• _Task instructions_:
Return all of the data below verbatim and exclude every picture.

• _Material for the task_:
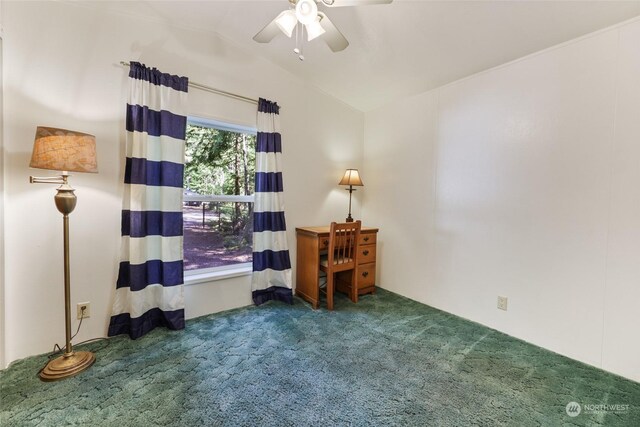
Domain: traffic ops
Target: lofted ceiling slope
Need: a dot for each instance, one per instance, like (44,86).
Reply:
(400,49)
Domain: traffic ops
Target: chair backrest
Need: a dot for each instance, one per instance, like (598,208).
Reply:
(343,245)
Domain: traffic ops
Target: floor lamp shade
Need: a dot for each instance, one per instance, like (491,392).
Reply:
(66,151)
(351,178)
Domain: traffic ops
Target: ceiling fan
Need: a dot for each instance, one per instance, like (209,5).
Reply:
(312,21)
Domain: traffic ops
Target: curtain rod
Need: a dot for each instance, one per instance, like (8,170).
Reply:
(213,90)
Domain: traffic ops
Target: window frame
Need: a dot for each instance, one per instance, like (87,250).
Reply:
(209,274)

• _Answer to this task_:
Domain: traffic ops
Target: lofted ceiling slope
Need: a dot for each instance, one per instance, like (44,86).
Reply:
(400,49)
Domain: traffic ops
Target: chair backrest
Need: a dot for each instance, one per instance, like (598,208).
Reply:
(343,245)
Domain: traffic ops
Target: floor lamp shade
Need: a dot for each instance, one per instance, like (491,392).
Reply:
(66,151)
(351,178)
Domain: traffic ops
Target: ceiling fan
Need: a dot for each instance, one per instance, like (209,5).
Reply:
(312,21)
Domain: traffic ops
Target: curtain rod
Need: a dot for each instance, one per instance, like (8,170).
Reply:
(213,90)
Domain: traffic ops
Target: window frame
Need: a dot for each instance, one per instance, like (87,250).
Reply:
(209,274)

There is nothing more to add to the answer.